Recorded data:

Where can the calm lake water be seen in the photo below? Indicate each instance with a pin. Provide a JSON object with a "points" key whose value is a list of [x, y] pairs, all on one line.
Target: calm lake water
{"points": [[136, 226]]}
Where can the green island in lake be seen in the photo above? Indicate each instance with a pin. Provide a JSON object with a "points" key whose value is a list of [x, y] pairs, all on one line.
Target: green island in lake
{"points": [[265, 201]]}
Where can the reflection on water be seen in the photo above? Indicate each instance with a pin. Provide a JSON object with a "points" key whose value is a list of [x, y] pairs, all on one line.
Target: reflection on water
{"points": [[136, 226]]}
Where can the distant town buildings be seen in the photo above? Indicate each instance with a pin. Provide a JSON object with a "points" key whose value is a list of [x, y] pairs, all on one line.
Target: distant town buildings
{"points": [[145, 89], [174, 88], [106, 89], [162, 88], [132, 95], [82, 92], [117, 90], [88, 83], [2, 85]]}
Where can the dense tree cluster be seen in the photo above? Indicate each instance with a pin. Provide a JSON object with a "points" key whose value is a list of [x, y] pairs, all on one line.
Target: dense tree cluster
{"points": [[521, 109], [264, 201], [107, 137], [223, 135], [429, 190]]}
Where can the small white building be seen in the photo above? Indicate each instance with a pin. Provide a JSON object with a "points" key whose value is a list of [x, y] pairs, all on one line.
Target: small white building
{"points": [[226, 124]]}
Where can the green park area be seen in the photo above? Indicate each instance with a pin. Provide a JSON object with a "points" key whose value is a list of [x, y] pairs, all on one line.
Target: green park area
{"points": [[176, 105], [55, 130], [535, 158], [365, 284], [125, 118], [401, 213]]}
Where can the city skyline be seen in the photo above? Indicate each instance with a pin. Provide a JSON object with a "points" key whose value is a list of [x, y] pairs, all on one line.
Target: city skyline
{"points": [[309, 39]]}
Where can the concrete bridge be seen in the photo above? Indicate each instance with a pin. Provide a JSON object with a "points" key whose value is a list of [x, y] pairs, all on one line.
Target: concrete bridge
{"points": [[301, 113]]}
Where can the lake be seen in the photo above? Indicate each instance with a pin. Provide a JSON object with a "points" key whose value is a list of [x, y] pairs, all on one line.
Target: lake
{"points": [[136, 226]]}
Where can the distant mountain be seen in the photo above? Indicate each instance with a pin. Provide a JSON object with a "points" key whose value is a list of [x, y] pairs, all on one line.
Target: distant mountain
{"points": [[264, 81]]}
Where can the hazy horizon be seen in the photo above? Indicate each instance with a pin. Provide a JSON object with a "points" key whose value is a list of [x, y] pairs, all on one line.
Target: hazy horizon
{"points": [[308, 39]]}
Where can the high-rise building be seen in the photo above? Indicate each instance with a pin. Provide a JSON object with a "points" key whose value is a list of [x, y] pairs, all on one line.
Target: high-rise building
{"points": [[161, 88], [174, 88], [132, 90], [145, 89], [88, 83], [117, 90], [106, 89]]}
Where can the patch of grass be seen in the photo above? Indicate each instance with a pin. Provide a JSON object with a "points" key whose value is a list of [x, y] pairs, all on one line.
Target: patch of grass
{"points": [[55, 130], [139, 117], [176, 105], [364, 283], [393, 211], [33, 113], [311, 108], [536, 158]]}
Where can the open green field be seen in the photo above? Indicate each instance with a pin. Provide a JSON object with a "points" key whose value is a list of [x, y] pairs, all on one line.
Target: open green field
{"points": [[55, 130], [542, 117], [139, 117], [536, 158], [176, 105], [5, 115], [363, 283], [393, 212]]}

Work request: Output each record precisely as given.

Solution for this task:
Where can the calm lake water be seen in the photo below? Indicate each instance with a pin. Provide a JSON object with a "points" key whose value is a list of [x, y] pairs, all on one line.
Target: calm lake water
{"points": [[136, 226]]}
Where can the green island in lake be seen in the photo above? Indicate each instance with a pin. Provide a JSON object with a "points" key whose value is a list of [x, y] pairs, all on one line.
Target: green island in lake
{"points": [[265, 201]]}
Where can the reflection on water be seen in the photo above? Indicate each instance with a pin. Provide a JSON object with a "points" key whose value is a list of [x, y] pairs, all on one line.
Target: reflection on water
{"points": [[136, 226]]}
Where can the distant town buildings be seen in the photo above? Indicate each instance with a pin. Provide a JSON object with a "points" key whose value is a list of [x, y] pairs, all on one line.
Target: distant town buildings
{"points": [[145, 89], [174, 88], [106, 89], [162, 88], [132, 95], [82, 92], [117, 90], [88, 83], [2, 85]]}
Where can the dense tree cluster be seen in the photo above? Indicate each instance with a pin. Provide a JSON object with a "points" key whose value is a list of [x, y] pairs, all on one line.
Target: dense tree cluster
{"points": [[521, 109], [264, 201], [107, 137], [223, 135], [429, 190]]}
Where can the small white building be seen in the photo above? Indicate each instance with a pin. Provide a JSON object with a "points" key whose value is a list of [x, y] pairs, all on one line.
Target: small white building
{"points": [[226, 124]]}
Where can the green park area be seen in the photo above? Indicate each instance with a pin. Provide a JSON object with a "points" key whose value is a list of [x, y] pairs, all on one line.
Target: green park area
{"points": [[176, 105], [55, 130], [535, 158], [365, 284], [125, 118], [401, 213]]}
Where can the city skyline be seen in the photo above? Indicate each instance with a pin. Provide a JSON object with a "points" key whose value is a list of [x, y] pairs, all on one line.
Target: city skyline
{"points": [[309, 39]]}
Where can the concrete bridge be seen in the photo above? Indicate each instance with a pin. Provide a JSON object with a "points" key whose value is a list of [x, y] pairs, all on one line.
Target: concrete bridge
{"points": [[301, 113]]}
Where can the lake be seen in the photo above? Indicate each instance with a pin. Provide a JSON object with a "points" key whose value is a list of [x, y] pairs, all on one line.
Target: lake
{"points": [[136, 226]]}
Where can the distant mountain be seen in the photo above? Indicate each instance with a pin. Provide a JSON object with a "points" key whose value is a list of [x, y] pairs, all on one line.
Target: distant mountain
{"points": [[264, 81]]}
Where can the hazy horizon be seen in the photo above? Indicate each instance with a pin. Provide a JSON object with a "points" key whose value is a list of [x, y] pairs, all on one line.
Target: hazy horizon
{"points": [[308, 39]]}
Where can the high-rise building be seen in the photo above? Indicate each instance with a pin. Provide a JSON object with a "points" key whose value is a list of [x, y] pairs, all on one line.
Target: high-rise building
{"points": [[161, 88], [174, 88], [132, 90], [145, 89], [88, 83], [117, 90], [106, 89]]}
Where can the patch of grass be seen in the photo above? Indicate each instance with a pin. Provide a JSON object with a "points" key whose value is a list of [x, y] pairs, all on one line.
Target: patch of grass
{"points": [[55, 130], [139, 117], [176, 105], [364, 283], [393, 211], [33, 113], [311, 108], [536, 158]]}
Where can the open green field be seen in the photo above? Indicate each instance with a pin. Provide a JSON object with a "points" key whose value is a list of [x, y] pairs, all on one line.
Target: open green field
{"points": [[55, 130], [542, 117], [139, 117], [536, 158], [176, 105], [5, 115], [363, 283], [393, 212]]}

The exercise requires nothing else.